▶ [Document segment]
Sacculina‘s adaptations reflect a relatively simple life cycle for a parasite— it makes its way from one crab to another. But for many other parasites, the game is more complicated—they must journey through a series of animal species in order to survive and procreate. Such parasites exert extraordinary control over their hosts, transforming them into seemingly different creatures. They can change a host’s looks or scent to appeal to a predator. They can even alter its behavior to force it into the next host’s path.
The mature lancet fluke, Dicrocoelium dendriticum, nestles in cows and other grazers, which spread the fluke’s eggs in their manure. Hungry snails swallow the eggs, which hatch in their intestines. The immature parasites drill through the wall of a snail’s gut and settle in the digestive gland. There the flukes produce offspring, which make their way to the surface of the snail’s body. The snail tries to defend itself by walling the parasites off in balls of slime, which it then coughs up and leaves behind in the grass.

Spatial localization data
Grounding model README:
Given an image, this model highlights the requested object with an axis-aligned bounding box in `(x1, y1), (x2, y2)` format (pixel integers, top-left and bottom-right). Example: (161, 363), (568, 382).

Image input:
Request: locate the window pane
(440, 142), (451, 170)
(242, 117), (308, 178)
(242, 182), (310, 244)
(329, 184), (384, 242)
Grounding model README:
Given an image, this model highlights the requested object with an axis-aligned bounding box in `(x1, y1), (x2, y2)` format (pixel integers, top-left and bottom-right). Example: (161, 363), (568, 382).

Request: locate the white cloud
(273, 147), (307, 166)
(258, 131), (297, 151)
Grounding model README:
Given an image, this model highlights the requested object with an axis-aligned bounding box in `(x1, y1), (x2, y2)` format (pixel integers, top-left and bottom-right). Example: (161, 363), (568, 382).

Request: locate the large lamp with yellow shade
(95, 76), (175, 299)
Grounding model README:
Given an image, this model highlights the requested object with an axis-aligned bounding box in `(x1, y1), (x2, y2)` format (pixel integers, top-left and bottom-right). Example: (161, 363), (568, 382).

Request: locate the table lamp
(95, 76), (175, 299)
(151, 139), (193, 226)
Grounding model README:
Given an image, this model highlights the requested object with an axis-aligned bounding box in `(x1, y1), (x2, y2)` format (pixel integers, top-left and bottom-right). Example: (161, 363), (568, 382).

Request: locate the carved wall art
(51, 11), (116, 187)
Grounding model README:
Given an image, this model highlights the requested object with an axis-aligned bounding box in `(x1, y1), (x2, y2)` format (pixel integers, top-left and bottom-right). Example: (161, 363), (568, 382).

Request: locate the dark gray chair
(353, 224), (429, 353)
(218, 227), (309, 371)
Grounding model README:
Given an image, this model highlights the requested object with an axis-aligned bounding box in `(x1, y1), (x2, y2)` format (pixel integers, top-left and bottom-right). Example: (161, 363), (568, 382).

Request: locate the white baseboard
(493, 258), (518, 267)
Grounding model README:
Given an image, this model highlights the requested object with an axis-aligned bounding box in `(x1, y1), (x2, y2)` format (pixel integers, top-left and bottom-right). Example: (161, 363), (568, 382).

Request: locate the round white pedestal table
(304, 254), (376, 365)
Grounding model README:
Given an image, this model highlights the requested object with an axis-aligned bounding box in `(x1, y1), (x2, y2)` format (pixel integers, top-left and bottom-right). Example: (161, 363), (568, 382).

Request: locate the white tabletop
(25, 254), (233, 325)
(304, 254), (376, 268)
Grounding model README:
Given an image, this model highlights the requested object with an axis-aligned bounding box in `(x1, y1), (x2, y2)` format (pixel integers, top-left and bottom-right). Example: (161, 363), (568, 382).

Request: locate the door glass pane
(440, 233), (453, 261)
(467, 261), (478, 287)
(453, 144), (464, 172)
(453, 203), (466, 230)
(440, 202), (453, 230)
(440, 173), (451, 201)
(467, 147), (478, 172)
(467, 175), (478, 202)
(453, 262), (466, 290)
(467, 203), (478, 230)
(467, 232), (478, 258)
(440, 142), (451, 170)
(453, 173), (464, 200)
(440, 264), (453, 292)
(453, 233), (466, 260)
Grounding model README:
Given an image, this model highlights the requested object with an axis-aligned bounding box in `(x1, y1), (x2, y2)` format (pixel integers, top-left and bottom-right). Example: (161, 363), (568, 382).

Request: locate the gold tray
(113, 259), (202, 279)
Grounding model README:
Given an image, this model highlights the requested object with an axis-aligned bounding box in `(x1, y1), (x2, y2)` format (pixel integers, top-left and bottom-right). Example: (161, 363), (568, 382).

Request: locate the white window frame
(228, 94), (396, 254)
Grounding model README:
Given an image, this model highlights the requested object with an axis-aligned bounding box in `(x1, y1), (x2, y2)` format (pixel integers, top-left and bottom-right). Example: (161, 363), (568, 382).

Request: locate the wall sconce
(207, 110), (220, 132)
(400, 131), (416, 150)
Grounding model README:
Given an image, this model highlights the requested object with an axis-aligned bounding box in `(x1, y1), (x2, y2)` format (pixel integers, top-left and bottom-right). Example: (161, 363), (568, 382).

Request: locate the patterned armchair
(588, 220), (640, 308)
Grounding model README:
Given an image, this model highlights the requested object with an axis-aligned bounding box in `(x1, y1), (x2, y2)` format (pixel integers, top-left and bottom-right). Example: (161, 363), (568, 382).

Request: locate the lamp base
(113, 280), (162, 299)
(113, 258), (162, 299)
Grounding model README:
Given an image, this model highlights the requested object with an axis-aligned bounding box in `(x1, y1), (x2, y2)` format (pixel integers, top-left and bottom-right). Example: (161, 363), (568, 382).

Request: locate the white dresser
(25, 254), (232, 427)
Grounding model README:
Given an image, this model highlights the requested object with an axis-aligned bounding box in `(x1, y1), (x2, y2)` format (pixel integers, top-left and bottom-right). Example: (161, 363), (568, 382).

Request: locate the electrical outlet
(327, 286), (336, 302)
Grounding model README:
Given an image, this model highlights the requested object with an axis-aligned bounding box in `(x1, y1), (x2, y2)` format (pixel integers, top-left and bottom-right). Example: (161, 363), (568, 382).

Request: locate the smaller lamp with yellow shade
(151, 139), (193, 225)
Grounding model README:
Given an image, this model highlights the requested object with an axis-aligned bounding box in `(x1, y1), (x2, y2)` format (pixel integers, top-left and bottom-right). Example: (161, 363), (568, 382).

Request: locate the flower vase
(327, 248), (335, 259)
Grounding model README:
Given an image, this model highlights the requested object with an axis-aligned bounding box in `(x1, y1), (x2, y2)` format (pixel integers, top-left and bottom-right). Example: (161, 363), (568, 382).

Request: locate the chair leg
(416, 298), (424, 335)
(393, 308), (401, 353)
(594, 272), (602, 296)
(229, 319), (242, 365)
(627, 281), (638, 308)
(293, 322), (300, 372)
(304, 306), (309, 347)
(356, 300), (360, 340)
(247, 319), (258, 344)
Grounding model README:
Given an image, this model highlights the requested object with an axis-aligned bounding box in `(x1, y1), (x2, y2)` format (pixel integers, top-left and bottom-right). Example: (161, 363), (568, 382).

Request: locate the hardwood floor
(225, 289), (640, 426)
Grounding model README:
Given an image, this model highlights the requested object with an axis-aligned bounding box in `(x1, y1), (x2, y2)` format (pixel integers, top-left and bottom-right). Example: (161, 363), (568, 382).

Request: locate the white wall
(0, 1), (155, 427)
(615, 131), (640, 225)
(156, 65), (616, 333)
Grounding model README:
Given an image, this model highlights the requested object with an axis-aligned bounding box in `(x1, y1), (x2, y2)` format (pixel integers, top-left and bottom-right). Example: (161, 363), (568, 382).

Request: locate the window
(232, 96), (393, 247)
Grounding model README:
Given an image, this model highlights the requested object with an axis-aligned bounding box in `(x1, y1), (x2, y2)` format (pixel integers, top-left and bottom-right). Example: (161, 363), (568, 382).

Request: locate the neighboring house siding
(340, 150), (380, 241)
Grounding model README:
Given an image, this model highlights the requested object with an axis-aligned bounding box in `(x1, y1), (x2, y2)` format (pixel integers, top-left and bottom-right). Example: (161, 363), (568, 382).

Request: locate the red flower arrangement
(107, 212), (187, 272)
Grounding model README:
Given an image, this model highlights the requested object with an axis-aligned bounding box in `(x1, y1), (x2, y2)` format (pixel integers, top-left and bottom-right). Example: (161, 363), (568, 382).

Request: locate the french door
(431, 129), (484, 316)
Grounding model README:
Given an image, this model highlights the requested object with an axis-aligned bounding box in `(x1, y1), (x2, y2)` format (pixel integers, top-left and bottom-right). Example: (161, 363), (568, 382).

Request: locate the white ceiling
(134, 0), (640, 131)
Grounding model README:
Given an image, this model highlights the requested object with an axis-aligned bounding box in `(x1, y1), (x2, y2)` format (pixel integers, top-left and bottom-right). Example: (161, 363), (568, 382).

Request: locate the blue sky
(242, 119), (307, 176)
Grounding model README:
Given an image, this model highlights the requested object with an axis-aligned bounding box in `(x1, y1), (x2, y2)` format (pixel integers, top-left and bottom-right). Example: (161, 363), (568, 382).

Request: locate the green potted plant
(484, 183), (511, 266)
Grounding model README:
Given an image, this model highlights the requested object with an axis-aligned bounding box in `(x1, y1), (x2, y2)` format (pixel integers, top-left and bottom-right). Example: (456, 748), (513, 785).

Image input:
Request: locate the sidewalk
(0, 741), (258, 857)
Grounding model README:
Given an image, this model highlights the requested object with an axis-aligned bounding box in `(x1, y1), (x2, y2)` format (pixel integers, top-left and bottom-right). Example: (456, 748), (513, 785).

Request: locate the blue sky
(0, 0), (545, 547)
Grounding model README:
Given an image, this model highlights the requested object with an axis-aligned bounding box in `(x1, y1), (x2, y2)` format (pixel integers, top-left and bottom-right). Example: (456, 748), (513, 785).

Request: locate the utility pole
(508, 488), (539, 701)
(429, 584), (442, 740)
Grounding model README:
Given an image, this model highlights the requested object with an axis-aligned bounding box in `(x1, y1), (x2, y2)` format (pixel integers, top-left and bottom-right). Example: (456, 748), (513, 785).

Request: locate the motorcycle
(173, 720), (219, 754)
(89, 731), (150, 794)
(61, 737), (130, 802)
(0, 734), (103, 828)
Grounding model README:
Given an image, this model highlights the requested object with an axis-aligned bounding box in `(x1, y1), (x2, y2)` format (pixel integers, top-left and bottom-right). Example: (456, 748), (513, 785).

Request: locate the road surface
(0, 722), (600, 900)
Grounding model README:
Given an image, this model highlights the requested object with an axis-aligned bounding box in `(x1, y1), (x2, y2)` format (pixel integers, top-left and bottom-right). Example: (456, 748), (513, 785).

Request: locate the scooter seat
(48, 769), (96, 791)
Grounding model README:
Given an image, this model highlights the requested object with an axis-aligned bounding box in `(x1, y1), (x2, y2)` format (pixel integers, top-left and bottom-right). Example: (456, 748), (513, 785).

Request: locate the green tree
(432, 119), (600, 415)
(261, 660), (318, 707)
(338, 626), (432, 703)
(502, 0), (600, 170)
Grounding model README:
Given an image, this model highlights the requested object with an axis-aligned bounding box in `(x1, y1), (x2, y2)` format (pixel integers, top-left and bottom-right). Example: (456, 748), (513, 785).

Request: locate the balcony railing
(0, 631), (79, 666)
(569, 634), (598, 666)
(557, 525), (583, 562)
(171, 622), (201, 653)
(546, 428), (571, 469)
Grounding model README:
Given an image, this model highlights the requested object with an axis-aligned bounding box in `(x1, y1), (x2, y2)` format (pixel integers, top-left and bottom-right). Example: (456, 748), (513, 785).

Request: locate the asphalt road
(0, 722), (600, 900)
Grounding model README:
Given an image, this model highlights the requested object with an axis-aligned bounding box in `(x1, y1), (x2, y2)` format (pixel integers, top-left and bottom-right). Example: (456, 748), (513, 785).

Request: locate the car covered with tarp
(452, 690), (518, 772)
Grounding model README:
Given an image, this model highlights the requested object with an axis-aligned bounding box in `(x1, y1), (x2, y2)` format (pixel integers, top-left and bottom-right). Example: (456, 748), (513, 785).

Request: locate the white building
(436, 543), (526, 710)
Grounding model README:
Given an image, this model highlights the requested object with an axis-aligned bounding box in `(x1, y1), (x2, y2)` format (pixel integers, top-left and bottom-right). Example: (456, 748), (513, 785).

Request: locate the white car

▶ [Activity] Write the next part of the passage about parasites and their hosts, starting right after its final sentence.

▶ [Written answer]
Along comes an ant, which swallows a slime ball loaded with hundreds of lancet flukes. The parasites slide down into the ant’s gut and then wander for a while through its body, eventually moving to the cluster of nerves that control the ant’s mandibles. Most of the lancet flukes head back to the abdomen, where they form cysts, but one or two stay behind in the ant’s head.
There the flukes do some parasitic voodoo on their hosts. As the evening approaches and the air cools, the ants find themselves drawn away from their fellows on the ground and upward to the top of a blade of grass. Clamped to the tip of the blade, the infected ant waits to be devoured by a cow or some other grazer passing by.
If the ant sits the whole night without being eaten and the sun rises, the flukes let the ant loosen its grip on the grass. The ant scurries back down to the ground and spends the day acting like a regular insect again. If the host were to bake in the heat of the direct sun, the parasites would die with it. When evening comes again, they send the ant back up a blade of grass for another try. After the ant finally tumbles into a cow’s stomach, the flukes burst out and make their way to the cow’s liver, where they will live out their lives as adults.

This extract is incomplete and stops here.